■ TASK DETAILS ■
From the entries below, pick out every line that contains the word "tripod" and copy each one unchanged.

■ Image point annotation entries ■
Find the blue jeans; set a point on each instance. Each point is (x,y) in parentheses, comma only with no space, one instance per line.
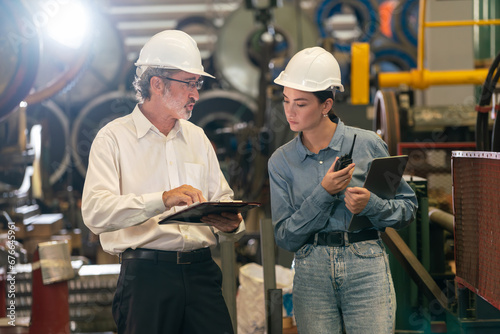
(348,286)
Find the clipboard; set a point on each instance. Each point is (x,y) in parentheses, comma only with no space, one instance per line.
(194,212)
(383,179)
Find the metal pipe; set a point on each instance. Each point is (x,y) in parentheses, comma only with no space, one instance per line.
(442,218)
(228,260)
(423,79)
(269,269)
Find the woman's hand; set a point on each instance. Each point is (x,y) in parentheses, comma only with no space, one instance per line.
(335,182)
(356,199)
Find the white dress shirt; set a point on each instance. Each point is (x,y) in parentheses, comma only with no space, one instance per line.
(131,164)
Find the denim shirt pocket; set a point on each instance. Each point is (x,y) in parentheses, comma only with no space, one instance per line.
(368,249)
(303,251)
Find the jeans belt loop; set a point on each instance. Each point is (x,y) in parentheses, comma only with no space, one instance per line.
(346,238)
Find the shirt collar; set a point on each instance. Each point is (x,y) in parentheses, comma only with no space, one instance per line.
(335,142)
(143,125)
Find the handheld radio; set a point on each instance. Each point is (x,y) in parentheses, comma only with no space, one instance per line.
(346,159)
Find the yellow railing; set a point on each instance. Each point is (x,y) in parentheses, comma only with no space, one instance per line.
(420,77)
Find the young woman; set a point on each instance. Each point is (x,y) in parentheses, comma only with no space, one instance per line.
(342,279)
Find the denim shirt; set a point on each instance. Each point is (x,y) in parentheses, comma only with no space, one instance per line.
(301,207)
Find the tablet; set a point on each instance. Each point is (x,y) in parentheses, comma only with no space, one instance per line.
(383,179)
(194,212)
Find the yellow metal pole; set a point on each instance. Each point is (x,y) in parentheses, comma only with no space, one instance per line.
(421,35)
(420,77)
(360,73)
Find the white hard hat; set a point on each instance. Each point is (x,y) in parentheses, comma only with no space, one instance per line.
(171,49)
(311,70)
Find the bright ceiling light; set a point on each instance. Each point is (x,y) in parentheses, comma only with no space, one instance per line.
(69,24)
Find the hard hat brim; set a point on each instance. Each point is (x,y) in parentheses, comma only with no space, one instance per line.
(303,88)
(188,70)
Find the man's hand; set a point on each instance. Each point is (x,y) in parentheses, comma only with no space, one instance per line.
(356,199)
(335,182)
(183,195)
(226,222)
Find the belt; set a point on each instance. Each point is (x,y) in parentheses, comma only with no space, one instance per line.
(338,239)
(198,255)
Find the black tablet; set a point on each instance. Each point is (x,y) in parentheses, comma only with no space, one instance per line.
(383,179)
(194,212)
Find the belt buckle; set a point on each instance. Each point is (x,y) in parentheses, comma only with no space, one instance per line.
(179,259)
(336,239)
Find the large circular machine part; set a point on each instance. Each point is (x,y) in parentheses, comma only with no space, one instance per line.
(222,115)
(347,21)
(227,117)
(103,71)
(405,22)
(19,54)
(92,118)
(240,44)
(55,155)
(391,57)
(386,121)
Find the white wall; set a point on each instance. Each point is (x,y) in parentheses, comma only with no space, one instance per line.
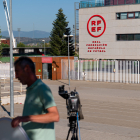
(114,49)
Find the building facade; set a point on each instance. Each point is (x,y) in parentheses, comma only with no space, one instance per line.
(109,29)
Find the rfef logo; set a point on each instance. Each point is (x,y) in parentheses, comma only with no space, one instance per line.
(96,25)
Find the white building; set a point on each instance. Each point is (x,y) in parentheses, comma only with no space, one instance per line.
(108,30)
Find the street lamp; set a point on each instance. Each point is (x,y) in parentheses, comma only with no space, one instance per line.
(44,46)
(68,57)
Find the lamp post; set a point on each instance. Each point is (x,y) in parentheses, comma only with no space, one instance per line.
(44,46)
(11,66)
(68,57)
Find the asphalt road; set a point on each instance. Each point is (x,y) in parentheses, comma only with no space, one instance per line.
(111,110)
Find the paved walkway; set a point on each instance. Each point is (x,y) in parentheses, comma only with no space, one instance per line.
(111,110)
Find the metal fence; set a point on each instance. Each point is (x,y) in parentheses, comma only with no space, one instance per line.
(123,71)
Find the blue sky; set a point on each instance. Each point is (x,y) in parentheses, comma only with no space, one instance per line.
(36,14)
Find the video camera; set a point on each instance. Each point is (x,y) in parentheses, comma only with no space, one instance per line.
(73,108)
(72,102)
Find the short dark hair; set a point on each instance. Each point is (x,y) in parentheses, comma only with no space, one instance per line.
(23,61)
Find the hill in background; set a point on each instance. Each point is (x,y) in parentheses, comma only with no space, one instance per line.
(30,34)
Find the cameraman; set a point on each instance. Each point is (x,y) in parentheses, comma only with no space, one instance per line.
(40,111)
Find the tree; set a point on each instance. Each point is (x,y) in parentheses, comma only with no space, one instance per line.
(59,44)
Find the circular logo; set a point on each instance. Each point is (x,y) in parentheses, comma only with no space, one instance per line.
(96,26)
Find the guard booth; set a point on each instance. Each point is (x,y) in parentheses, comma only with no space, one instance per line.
(47,68)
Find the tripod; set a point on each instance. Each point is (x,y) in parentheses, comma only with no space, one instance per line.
(73,128)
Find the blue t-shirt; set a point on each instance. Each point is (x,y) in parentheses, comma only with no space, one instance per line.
(38,98)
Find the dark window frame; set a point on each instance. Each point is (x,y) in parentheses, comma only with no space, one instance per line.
(130,13)
(119,37)
(127,15)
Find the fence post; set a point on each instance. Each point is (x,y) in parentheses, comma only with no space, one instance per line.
(0,91)
(78,69)
(97,69)
(138,72)
(21,88)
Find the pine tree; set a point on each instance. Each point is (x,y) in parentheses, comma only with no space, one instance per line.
(59,44)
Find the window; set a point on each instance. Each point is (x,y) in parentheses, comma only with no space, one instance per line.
(129,15)
(128,37)
(123,37)
(123,15)
(137,37)
(118,15)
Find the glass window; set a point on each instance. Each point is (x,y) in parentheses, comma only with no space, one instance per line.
(136,14)
(118,37)
(123,15)
(123,37)
(130,37)
(130,15)
(137,37)
(118,15)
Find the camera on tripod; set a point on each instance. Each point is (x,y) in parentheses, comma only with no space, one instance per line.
(74,110)
(72,102)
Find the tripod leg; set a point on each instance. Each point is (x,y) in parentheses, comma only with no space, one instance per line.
(68,134)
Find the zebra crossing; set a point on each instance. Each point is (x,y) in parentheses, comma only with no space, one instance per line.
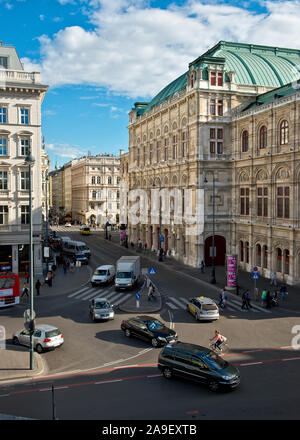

■ WRITTEN SOLUTION ■
Find the tripod; set a point on each instance. Each point is (x,y) in parentheses, comma only with no space, one instance per line.
Find the camera on tripod; set a point on each instance. Each point is (x,y) in parentheses, comma only with no space, one instance per line.
Find the tripod leg; set a point on each instance. Each point is (x,y) in parentheses, comma only with no space, one instance per line.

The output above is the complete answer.